[Dataset records]
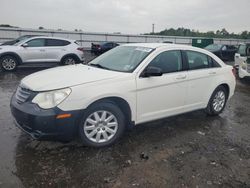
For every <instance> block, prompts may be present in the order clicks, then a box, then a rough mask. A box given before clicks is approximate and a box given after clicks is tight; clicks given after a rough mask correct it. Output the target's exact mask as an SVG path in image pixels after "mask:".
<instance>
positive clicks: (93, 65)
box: [88, 63, 110, 70]
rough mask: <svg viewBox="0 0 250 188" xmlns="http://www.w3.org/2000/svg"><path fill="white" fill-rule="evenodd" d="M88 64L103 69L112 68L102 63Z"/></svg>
mask: <svg viewBox="0 0 250 188" xmlns="http://www.w3.org/2000/svg"><path fill="white" fill-rule="evenodd" d="M88 65H89V66H92V67H98V68H101V69H106V70H110V69H109V68H107V67H104V66H102V65H100V64H94V63H90V64H88Z"/></svg>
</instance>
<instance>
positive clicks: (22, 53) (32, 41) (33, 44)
mask: <svg viewBox="0 0 250 188" xmlns="http://www.w3.org/2000/svg"><path fill="white" fill-rule="evenodd" d="M26 44H27V46H25V47H21V48H20V51H19V54H20V56H21V59H22V61H23V62H24V63H28V62H44V61H46V58H47V55H46V47H45V39H43V38H37V39H32V40H30V41H28V42H26Z"/></svg>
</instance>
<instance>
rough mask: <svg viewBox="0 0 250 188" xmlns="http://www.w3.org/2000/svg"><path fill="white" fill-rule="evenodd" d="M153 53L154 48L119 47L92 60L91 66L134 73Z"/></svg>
mask: <svg viewBox="0 0 250 188" xmlns="http://www.w3.org/2000/svg"><path fill="white" fill-rule="evenodd" d="M152 51H153V48H146V47H139V46H119V47H116V48H114V49H112V50H110V51H108V52H106V53H104V54H103V55H101V56H99V57H97V58H96V59H94V60H92V61H91V62H90V63H89V65H90V66H95V67H98V68H103V69H108V70H113V71H119V72H133V71H134V70H135V68H136V67H137V66H138V65H139V64H140V63H141V62H142V61H143V60H144V59H145V58H146V57H147V56H148V55H149V54H150V53H151V52H152Z"/></svg>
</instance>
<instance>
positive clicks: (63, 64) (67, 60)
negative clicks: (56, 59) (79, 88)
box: [61, 56, 79, 65]
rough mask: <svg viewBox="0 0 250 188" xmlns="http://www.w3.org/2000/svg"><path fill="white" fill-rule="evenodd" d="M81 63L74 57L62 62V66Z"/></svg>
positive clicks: (61, 60) (64, 57) (73, 64)
mask: <svg viewBox="0 0 250 188" xmlns="http://www.w3.org/2000/svg"><path fill="white" fill-rule="evenodd" d="M78 62H79V61H78V60H77V58H76V57H74V56H66V57H64V58H63V59H62V60H61V64H62V65H75V64H77V63H78Z"/></svg>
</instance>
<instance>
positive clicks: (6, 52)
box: [0, 52, 23, 64]
mask: <svg viewBox="0 0 250 188" xmlns="http://www.w3.org/2000/svg"><path fill="white" fill-rule="evenodd" d="M4 56H13V57H15V58H16V59H17V63H18V64H21V63H22V62H23V61H22V59H21V57H20V56H19V55H18V54H17V53H15V52H4V53H2V54H0V59H1V58H2V57H4Z"/></svg>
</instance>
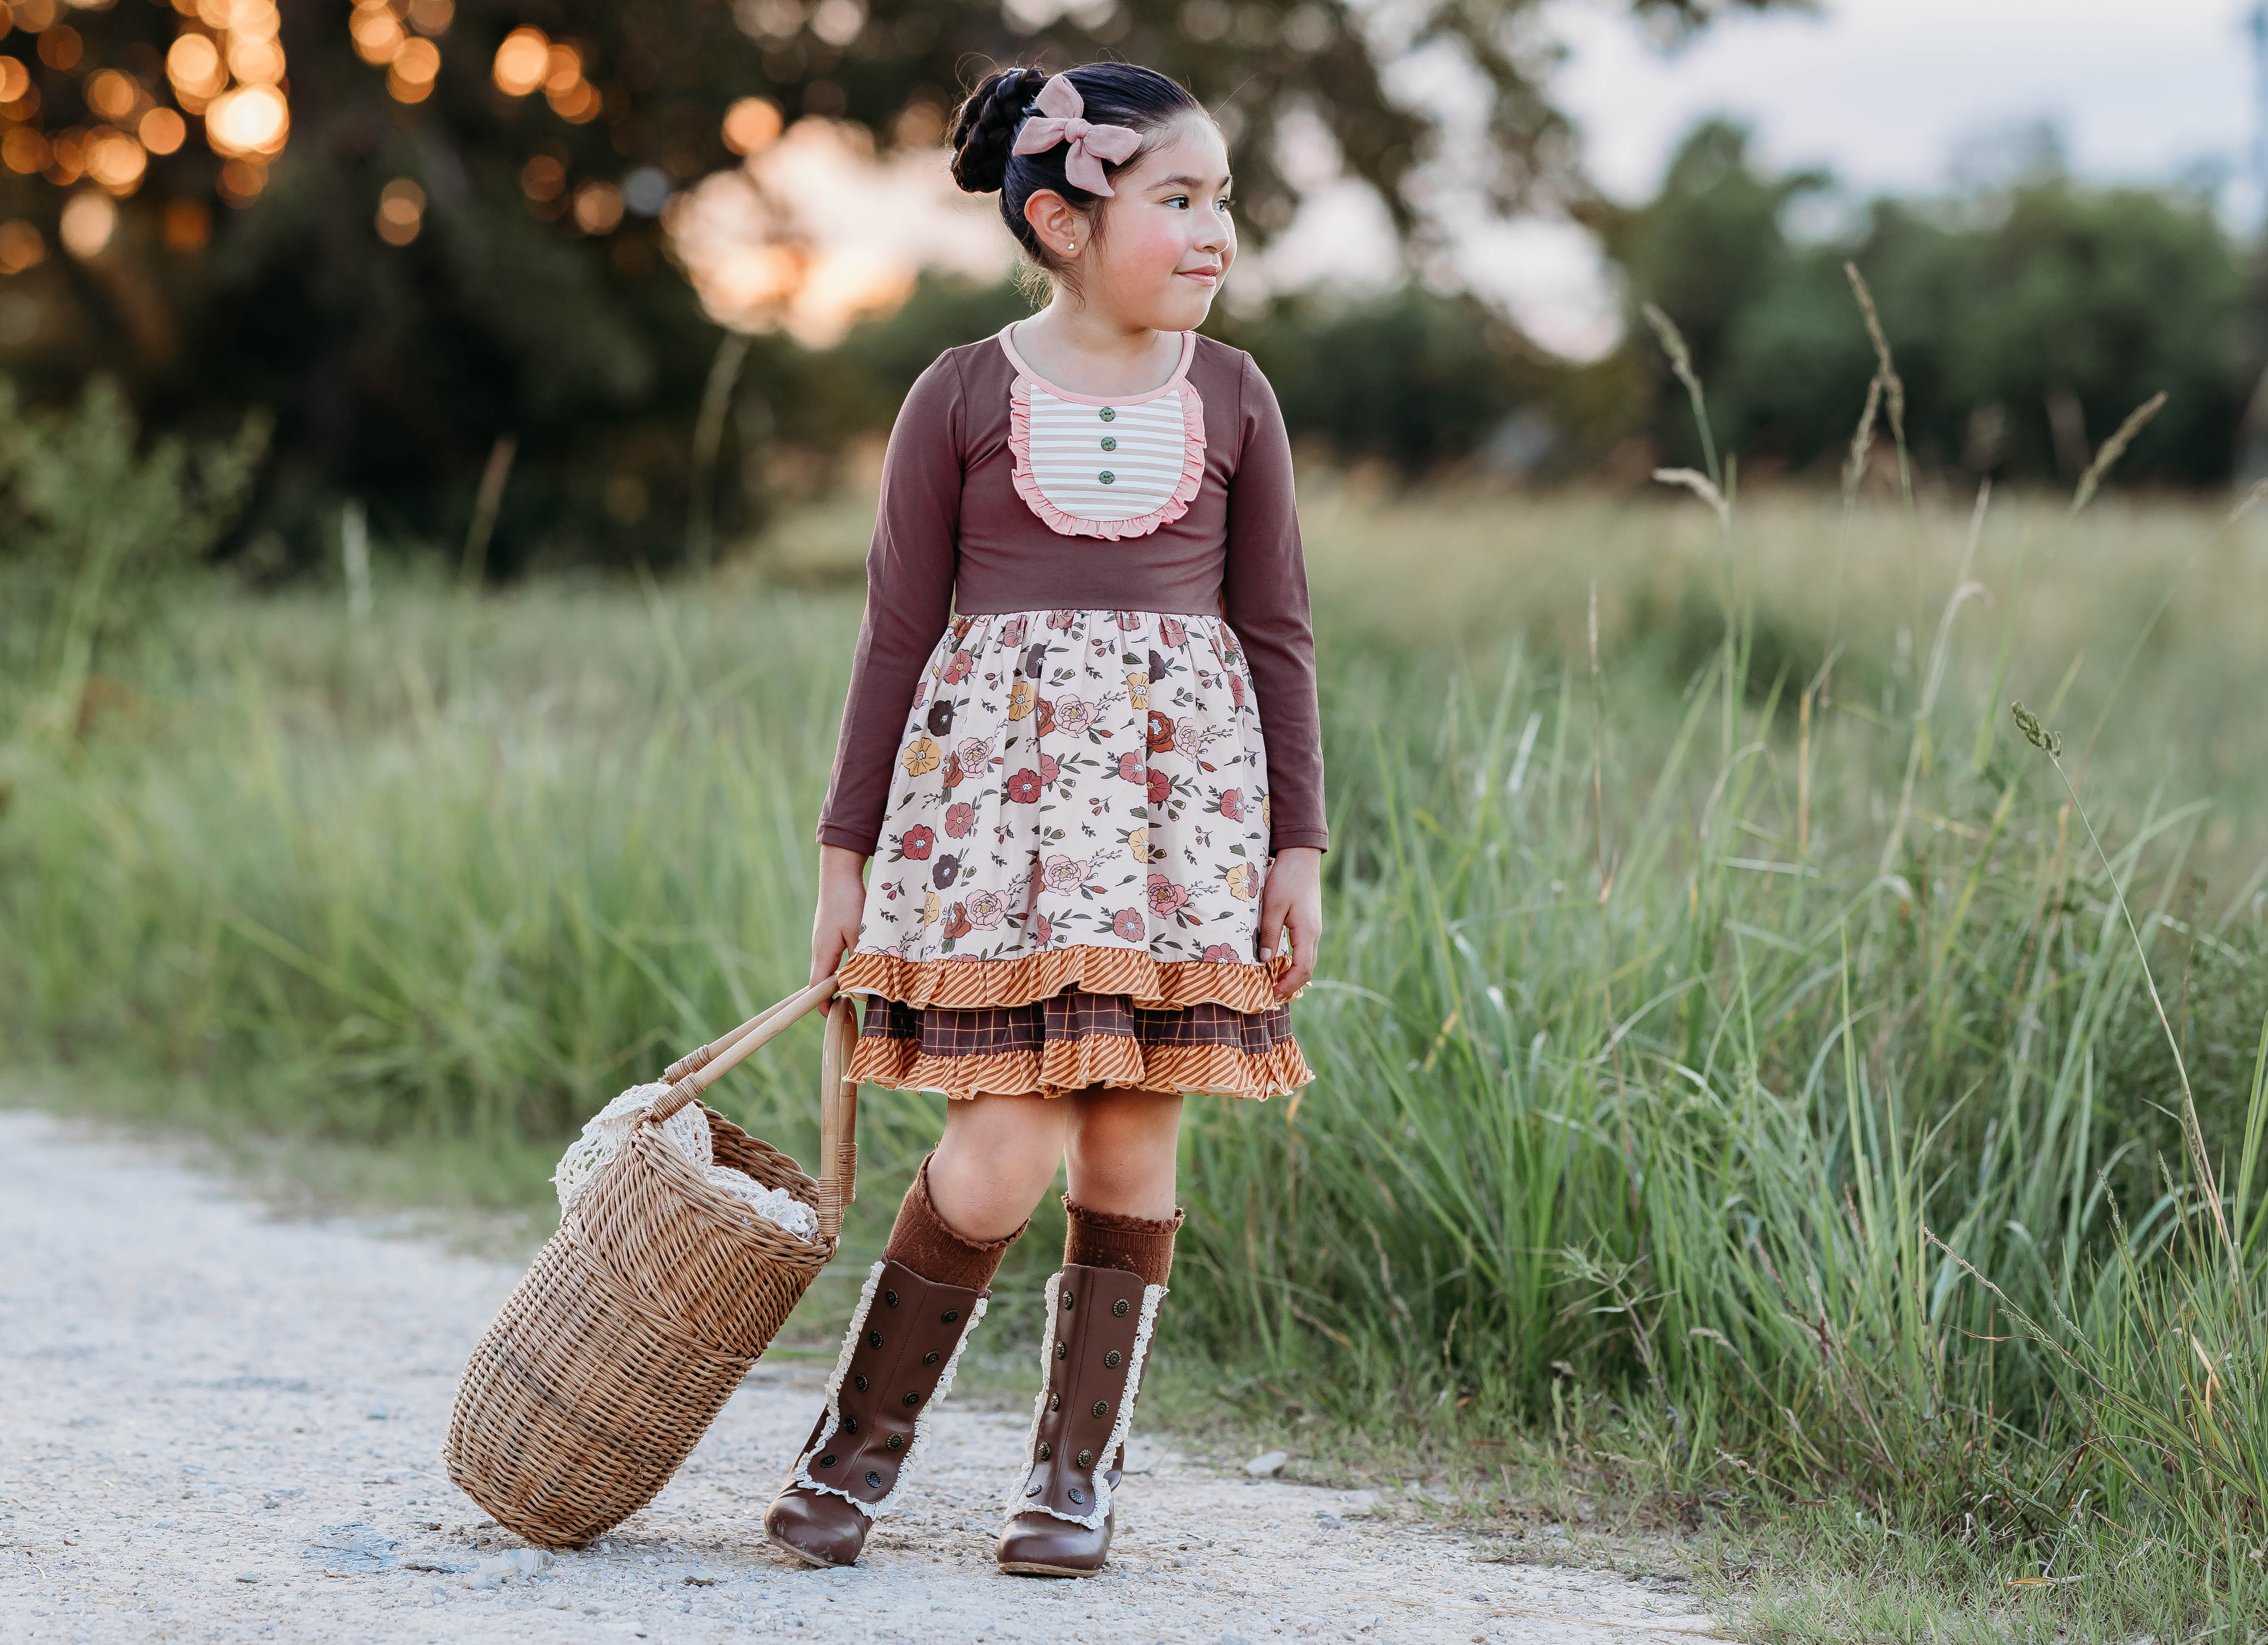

> **Exercise directions**
Gather every line of the data above that contains the string "positive", and list those lines.

> **Output below**
positive clicks: (93, 65)
positive clicks: (22, 53) (32, 41) (33, 44)
positive clicks: (63, 64) (67, 60)
positive clicks: (61, 60) (64, 57) (73, 64)
positive clicks: (6, 52)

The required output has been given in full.